--- start of Source ---

# Dalian Amazon assembly



## filthynines (May 2, 2016)

My brother and I took delivery of a shiny new roaster today. We've put it together, but the silver-coloured solid pipe from the roaster and the black chimney hole don't line up. They're a good inch apart. Ultimately this is a question to take up with BB (from whom we ordered), but has anybody else come across this?

 Illustrative photos...


----------



## Hasi (Dec 27, 2017)

which one goes higher up?


----------



## Hasi (Dec 27, 2017)

sorry, Tapatalk double trouble...


----------



## filthynines (May 2, 2016)

Hasi said:


> which one goes higher up?


 The chimney has to be raised up by putting some cardboard underneath. (Don't think that quite answers, but hopefully it makes more sense!)


----------



## filthynines (May 2, 2016)

Photos added @Hasi


----------



## Hasi (Dec 27, 2017)

are you sure the pipe slides all the way in on the other end?
can you add photos of other end as well?


----------



## filthynines (May 2, 2016)

Hasi said:


> are you sure the pipe slides all the way in on the other end?
> can you add photos of other end as well?


 I'm confident it does (and yet confused all the same). I'll take another look tomorrow or at the weekend and report back!


----------



## Choffter (Apr 25, 2019)

Hi,

I didn't have a problem lining them up. I would make sure that the end connected to the roaster is fit properly. If it's a bit squint then this could cause the problem. Is your table solid? If this was bowed with the weight then this could cause the misalignment. I know you have probably done this already but I would play about with the connections, with nothing tightened, and see if that helps any.


----------



## filthynines (May 2, 2016)

Choffter said:


> Hi,
> 
> I didn't have a problem lining them up. I would make sure that the end connected to the roaster is fit properly. If it's a bit squint then this could cause the problem. Is your table solid? If this was bowed with the weight then this could cause the misalignment. I know you have probably done this already but I would play about with the connections, with nothing tightened, and see if that helps any.


 Thanks @Choffter - the table is definitely solid. I'll take a look round the back at the end connected to the roaster (which was connected by BB when it was uncrated).


----------



## Choffter (Apr 25, 2019)

filthynines said:


> Thanks @Choffter - the table is definitely solid. I'll take a look round the back at the end connected to the roaster (which was connected by BB when it was uncrated).


Interesting as mine was not connected. I would remove it as it may have moved in transit. Check for something causing a misaligned connection and then try again.


----------



## filthynines (May 2, 2016)

Choffter said:


> Interesting as mine was not connected. I would remove it as it may have moved in transit. Check for something causing a misaligned connection and then try again.


 That's very interesting - part of the reason I came here first and have not yet emailed BB. Thanks again!


----------



## Choffter (Apr 25, 2019)

Let us know how you get on. Good luck.


----------



## DavecUK (Aug 6, 2013)

Does the chaff cyclone have the 4 rubber feet on the bottom, it seems to be out by exactly the height of the 4 rubber feet? (take a photo of the chaff draw area so we can see how it is).

--- end of Source ---

Directive 1:
In the roaster assembly thread, how far apart were the silver pipe and the black chimney hole?
The forum thread and the records that come after it are unrelated material.

--- start of Stored data ---

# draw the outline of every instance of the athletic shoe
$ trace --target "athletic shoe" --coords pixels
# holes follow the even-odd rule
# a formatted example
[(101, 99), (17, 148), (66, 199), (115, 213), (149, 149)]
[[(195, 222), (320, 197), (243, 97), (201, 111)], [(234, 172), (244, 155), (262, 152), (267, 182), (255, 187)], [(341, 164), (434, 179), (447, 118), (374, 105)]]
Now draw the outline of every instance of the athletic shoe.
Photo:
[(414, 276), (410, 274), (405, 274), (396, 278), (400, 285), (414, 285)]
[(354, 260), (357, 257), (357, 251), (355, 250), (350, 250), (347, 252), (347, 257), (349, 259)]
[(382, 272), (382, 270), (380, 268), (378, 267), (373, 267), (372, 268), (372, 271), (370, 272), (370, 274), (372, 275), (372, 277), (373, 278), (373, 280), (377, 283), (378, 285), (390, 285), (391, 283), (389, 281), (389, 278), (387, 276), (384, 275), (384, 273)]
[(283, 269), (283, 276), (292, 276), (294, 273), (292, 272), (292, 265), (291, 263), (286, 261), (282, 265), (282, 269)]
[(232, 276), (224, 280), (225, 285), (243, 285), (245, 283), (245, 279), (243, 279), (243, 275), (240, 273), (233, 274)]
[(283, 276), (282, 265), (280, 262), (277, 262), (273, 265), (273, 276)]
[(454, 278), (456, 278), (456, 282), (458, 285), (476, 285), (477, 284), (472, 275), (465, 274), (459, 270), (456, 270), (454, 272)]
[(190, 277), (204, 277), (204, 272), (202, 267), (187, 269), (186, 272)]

--- end of Stored data ---
--- start of Stored data ---

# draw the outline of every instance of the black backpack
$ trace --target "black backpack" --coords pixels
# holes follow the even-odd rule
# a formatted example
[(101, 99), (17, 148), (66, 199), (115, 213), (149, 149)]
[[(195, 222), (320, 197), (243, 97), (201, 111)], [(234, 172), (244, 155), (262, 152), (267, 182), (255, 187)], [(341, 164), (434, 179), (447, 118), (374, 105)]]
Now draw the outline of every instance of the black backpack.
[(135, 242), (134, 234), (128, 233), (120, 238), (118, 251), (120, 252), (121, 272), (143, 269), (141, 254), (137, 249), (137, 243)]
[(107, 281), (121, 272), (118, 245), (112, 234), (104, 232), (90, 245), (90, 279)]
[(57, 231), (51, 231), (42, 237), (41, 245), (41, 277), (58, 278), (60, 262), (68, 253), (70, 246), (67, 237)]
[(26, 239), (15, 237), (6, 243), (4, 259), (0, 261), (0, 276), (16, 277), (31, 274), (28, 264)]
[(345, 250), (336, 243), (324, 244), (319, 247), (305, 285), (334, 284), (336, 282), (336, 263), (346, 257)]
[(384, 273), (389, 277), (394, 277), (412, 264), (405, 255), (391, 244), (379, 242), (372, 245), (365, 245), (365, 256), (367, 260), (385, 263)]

--- end of Stored data ---

Directive 2:
Recast the records from the line with "# draw the outline of every instance of the athletic" to the line with "265), (273, 276)]" as a Markdown table with columns No. and Line, one row per line and blank lines omitted.

Task output 1:
A good inch apart.

Task output 2:
| No. | Line |
|---|---|
| 1 | # draw the outline of every instance of the athletic shoe |
| 2 | $ trace --target "athletic shoe" --coords pixels |
| 3 | # holes follow the even-odd rule |
| 4 | # a formatted example |
| 5 | [(101, 99), (17, 148), (66, 199), (115, 213), (149, 149)] |
| 6 | [[(195, 222), (320, 197), (243, 97), (201, 111)], [(234, 172), (244, 155), (262, 152), (267, 182), (255, 187)], [(341, 164), (434, 179), (447, 118), (374, 105)]] |
| 7 | Now draw the outline of every instance of the athletic shoe. |
| 8 | Photo: |
| 9 | [(414, 276), (410, 274), (405, 274), (396, 278), (400, 285), (414, 285)] |
| 10 | [(354, 260), (357, 257), (357, 251), (355, 250), (350, 250), (347, 252), (347, 257), (349, 259)] |
| 11 | [(382, 272), (382, 270), (380, 268), (378, 267), (373, 267), (372, 268), (372, 271), (370, 272), (370, 274), (372, 275), (372, 277), (373, 278), (373, 280), (377, 283), (378, 285), (390, 285), (391, 283), (389, 281), (389, 278), (387, 276), (384, 275), (384, 273)] |
| 12 | [(283, 269), (283, 276), (292, 276), (294, 273), (292, 272), (292, 265), (291, 263), (286, 261), (282, 265), (282, 269)] |
| 13 | [(232, 276), (224, 280), (225, 285), (243, 285), (245, 283), (245, 279), (243, 279), (243, 275), (240, 273), (233, 274)] |
| 14 | [(283, 276), (282, 265), (280, 262), (277, 262), (273, 265), (273, 276)] |